> TEXT PROVIDED:
▼
The Chinese didn't invent Soya Fabrics but they will develop them and develop their market. But a huge amount of Soya bi-products in the US is feed to factory cattle in the US. What if it went into fabric and the cows ate grass??????

The current crisis is opportunity. Ironically the Ford company is in trouble. Time for creative thinking?

Soybeans are a sustainable crop that can be grown without pesticides. The fabric is absorbent, warm, resistant to bacteria and UV rays, and of course biodegradable. It's easy to care for and doesn't shrink. In fact it could be blended with shrinkable fabrics to make them unshrinkable. China has recently begun mass producing soy yarn; thus, crop is good, fabric is good but at the moment we can't guarantee factory conditions. But it definitely should be considered over cotton and synthetics and with huge future potential.

Like bamboo fabric the beans are melted down and then turned into fibre in the same was a some synthetics, so it uses a lot of chemicals, energy and is not organic.

It is certainly kinder to people and the environment then cotton and is a fabric that can be improved on.
▲
> AVAILABLE DATA:
▼
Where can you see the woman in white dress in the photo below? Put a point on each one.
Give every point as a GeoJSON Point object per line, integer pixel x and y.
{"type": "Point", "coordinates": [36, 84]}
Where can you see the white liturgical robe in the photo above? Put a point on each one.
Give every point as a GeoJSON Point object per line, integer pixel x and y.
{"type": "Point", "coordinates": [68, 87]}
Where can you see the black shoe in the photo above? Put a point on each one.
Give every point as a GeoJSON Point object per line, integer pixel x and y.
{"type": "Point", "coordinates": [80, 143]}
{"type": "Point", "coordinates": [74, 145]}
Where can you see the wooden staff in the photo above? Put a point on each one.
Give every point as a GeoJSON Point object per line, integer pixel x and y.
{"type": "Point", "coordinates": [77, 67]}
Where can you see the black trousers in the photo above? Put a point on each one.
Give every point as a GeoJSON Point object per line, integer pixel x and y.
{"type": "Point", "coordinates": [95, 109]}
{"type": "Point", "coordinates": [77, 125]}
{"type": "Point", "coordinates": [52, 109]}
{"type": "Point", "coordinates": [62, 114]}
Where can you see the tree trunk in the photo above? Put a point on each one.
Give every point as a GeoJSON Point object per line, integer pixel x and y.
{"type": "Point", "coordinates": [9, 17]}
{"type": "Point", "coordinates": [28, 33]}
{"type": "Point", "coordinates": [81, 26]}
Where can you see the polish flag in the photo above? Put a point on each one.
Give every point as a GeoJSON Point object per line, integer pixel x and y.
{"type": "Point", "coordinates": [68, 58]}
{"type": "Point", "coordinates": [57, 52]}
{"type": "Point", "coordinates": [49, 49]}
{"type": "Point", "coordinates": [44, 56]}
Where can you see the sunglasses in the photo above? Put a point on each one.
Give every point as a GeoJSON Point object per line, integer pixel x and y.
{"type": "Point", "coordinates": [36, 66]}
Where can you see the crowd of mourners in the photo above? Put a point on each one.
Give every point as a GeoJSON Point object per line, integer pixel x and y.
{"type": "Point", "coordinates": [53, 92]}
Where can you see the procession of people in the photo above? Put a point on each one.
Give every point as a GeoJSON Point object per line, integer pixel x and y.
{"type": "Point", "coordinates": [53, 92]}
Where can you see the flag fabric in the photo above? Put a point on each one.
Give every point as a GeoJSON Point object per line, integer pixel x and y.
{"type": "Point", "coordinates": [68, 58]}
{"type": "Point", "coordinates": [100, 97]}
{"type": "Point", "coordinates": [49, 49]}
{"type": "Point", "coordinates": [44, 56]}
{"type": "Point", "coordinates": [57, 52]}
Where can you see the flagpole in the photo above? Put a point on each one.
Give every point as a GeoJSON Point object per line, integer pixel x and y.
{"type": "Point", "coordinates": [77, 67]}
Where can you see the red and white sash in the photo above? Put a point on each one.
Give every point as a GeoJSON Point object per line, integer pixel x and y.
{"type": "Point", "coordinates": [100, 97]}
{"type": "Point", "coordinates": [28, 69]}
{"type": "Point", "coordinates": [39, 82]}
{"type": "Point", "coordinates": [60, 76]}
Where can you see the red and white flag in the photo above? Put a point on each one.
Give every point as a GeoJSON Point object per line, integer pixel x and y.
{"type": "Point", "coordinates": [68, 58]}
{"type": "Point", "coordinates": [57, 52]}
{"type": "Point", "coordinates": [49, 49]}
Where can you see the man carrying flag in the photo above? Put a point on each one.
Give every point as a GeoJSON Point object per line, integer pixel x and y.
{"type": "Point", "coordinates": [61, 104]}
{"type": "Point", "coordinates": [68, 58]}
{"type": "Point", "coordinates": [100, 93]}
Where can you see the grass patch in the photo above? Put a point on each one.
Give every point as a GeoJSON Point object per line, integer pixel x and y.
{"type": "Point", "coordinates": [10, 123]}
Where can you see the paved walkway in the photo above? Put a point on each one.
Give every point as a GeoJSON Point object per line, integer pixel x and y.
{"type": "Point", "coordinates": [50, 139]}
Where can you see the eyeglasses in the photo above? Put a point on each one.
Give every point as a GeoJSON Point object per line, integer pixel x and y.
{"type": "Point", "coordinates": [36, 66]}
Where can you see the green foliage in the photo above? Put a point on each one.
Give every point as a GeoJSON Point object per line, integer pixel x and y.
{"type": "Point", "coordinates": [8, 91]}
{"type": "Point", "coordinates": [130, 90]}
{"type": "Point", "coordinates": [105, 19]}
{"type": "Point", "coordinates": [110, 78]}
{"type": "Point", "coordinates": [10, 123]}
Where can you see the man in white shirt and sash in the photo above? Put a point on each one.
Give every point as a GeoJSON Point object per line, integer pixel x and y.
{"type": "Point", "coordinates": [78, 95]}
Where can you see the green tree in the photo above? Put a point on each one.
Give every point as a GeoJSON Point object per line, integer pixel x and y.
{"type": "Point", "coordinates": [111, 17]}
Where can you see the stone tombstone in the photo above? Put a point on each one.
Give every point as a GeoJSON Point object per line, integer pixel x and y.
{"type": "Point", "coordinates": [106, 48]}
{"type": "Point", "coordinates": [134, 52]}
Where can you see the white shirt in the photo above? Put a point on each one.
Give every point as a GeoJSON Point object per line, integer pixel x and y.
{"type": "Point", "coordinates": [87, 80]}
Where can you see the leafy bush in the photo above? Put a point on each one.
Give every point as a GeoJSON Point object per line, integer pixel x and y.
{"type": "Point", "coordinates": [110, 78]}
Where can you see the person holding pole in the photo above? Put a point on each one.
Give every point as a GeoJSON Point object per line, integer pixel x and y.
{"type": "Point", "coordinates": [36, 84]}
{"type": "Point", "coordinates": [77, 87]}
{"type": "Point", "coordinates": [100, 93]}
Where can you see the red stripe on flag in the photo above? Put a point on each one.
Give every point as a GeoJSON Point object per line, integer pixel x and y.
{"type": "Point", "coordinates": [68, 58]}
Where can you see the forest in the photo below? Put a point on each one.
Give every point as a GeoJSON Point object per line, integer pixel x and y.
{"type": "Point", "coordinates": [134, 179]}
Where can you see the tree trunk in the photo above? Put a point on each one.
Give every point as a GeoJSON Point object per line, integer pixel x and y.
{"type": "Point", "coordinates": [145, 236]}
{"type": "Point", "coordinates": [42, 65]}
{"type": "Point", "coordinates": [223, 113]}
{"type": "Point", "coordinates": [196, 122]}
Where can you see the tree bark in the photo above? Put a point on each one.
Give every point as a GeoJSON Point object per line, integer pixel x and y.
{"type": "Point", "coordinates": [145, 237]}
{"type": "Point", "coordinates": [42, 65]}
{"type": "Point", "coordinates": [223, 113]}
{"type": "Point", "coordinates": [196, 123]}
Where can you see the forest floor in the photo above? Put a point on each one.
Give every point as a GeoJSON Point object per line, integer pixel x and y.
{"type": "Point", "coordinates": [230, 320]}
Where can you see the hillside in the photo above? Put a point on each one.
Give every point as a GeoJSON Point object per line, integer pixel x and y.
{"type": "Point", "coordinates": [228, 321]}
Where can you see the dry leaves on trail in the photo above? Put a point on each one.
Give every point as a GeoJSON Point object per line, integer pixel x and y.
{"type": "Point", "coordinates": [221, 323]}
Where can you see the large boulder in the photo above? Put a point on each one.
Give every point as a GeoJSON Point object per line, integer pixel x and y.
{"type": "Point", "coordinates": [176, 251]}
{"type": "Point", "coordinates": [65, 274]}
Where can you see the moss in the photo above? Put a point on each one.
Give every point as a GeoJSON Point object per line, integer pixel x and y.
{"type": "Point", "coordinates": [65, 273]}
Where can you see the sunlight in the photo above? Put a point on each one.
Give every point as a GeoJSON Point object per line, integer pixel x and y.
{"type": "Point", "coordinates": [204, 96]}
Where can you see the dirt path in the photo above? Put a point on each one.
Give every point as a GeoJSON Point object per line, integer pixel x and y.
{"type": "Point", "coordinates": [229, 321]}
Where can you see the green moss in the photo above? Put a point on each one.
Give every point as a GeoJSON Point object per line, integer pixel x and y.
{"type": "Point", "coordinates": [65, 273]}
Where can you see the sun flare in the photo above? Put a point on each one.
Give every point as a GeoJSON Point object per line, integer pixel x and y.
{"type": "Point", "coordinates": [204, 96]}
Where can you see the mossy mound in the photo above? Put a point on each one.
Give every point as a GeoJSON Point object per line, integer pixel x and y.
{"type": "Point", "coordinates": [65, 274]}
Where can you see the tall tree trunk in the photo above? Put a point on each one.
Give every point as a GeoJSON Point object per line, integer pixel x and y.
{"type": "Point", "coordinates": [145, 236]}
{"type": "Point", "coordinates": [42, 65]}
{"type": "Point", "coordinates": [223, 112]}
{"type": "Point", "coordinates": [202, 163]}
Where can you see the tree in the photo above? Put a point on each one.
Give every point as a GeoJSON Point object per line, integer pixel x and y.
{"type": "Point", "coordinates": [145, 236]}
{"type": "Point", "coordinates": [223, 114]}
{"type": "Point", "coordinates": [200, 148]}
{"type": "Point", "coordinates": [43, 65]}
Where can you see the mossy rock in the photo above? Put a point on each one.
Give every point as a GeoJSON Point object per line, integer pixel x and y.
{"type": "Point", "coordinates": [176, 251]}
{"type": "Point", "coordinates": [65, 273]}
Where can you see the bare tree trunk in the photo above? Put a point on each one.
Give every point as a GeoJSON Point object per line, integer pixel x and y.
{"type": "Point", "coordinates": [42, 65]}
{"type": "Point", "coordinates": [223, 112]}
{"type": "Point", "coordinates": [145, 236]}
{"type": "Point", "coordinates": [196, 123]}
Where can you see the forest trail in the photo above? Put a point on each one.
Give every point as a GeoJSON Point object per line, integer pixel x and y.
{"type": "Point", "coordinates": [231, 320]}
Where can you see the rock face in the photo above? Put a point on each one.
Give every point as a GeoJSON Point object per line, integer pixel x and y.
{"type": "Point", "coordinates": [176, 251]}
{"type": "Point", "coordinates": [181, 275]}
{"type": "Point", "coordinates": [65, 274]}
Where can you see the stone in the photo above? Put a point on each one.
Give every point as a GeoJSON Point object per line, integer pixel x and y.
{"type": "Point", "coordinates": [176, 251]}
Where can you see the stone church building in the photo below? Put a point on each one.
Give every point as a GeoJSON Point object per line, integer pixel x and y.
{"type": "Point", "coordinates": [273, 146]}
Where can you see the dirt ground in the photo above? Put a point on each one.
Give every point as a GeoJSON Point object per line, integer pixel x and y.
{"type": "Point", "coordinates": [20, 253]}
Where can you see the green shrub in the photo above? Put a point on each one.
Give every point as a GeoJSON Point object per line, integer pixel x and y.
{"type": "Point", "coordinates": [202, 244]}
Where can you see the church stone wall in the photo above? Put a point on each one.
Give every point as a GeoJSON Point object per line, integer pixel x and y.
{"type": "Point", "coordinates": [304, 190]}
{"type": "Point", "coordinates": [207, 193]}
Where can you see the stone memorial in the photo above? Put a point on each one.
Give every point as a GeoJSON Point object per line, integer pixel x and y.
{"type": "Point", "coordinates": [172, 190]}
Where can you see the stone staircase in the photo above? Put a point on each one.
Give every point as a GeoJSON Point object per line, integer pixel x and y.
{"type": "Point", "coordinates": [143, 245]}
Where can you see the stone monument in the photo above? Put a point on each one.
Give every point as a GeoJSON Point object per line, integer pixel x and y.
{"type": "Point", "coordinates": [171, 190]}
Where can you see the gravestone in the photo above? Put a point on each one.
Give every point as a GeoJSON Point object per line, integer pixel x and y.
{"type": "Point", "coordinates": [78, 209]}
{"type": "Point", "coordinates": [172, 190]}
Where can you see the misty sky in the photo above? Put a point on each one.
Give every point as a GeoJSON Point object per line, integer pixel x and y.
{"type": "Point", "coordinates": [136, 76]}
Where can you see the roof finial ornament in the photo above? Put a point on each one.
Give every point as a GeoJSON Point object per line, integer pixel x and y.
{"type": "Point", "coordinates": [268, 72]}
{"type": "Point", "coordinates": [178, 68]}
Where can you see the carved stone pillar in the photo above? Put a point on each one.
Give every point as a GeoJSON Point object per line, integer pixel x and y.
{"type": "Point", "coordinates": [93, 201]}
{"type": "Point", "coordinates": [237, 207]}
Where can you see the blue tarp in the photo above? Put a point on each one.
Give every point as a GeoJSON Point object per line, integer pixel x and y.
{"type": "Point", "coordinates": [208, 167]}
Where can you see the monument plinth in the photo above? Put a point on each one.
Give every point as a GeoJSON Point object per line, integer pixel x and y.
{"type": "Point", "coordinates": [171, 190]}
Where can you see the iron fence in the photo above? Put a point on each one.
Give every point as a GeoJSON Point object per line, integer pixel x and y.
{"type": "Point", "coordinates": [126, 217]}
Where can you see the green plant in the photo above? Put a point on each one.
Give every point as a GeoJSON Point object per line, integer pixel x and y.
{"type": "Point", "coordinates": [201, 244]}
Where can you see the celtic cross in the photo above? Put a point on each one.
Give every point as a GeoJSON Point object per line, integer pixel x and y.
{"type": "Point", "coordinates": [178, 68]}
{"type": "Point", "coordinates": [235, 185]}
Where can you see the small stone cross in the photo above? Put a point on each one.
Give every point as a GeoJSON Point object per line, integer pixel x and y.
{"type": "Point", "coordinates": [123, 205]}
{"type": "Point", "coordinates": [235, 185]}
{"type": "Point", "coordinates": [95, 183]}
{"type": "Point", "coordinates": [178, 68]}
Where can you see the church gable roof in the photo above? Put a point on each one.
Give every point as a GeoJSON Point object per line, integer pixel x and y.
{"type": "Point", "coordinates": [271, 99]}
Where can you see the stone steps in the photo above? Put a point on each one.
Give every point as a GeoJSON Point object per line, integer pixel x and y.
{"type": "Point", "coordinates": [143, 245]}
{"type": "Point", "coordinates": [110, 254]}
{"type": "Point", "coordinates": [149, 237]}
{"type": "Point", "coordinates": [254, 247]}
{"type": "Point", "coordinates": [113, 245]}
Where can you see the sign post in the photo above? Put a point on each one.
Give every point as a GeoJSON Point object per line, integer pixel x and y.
▲
> TASK INSTRUCTIONS:
a) In the soy fabric passage, why is the fabric described as not organic? Answer in one to three sentences.
b) Please extend the soy fabric passage from the point where it stops.
The lines have no connection to the soy fabric passage.

> RESPONSES FOR EACH TASK:
a) Like bamboo fabric, soy fabric is made by melting the beans down and turning them into fiber in the same way as some synthetics. That process uses a lot of chemicals and energy, so the fabric is not organic.

b)
There are some fabulous feeling blends with wool and silk. Try PurePod for an Australian company making a women's lifestyle range in a variety of new blends.

BAMBOO

Bamboo plants requires little water, rarely needs replanting, produces alot of oxygen and helps balance carbon dioxide in the atmosphere, is good for soil and has multiple uses from earthquake proof housing, food and fabric.

The plant is ideal. The processing not so much. There are 2 types.

BAMBOO LINEN which is a weave and uses little energy and almost no chemicals, but it is a difficult and expensive process. I can only find homeware using this fabric at the moment.

The most common form being promoted by various 'eco ' labels is a form of BAMBOO VISCOSE. It uses a lot of energy and chemicals dangerous to the workers and environment if handled carelessly. Despite this, most expert say it leaves less of a footprint than cotton and unlike synthetics is is biodegradable.

The main chemical used in the processing is sodium hydroxide also known as caustic soda. Caustic soda is also commonly used in food production, soap making, manufacturing of bio diesel, production of paper, and is used on nearly all cotton fabrics, including organic cotton, during wet processing. Caustic soda is approved for use on textiles under the Global Organic Textile Standard (GOTS).

Some other manufacturers are Oeko Tex 100 certified which means that no harmful chemicals were used in the production of their product and that their product is certified to be chemical free. Look also for Organic Bamboo.

The fabric is softer than cotton with a slight sheen, great for basics, t-shirts and underwear.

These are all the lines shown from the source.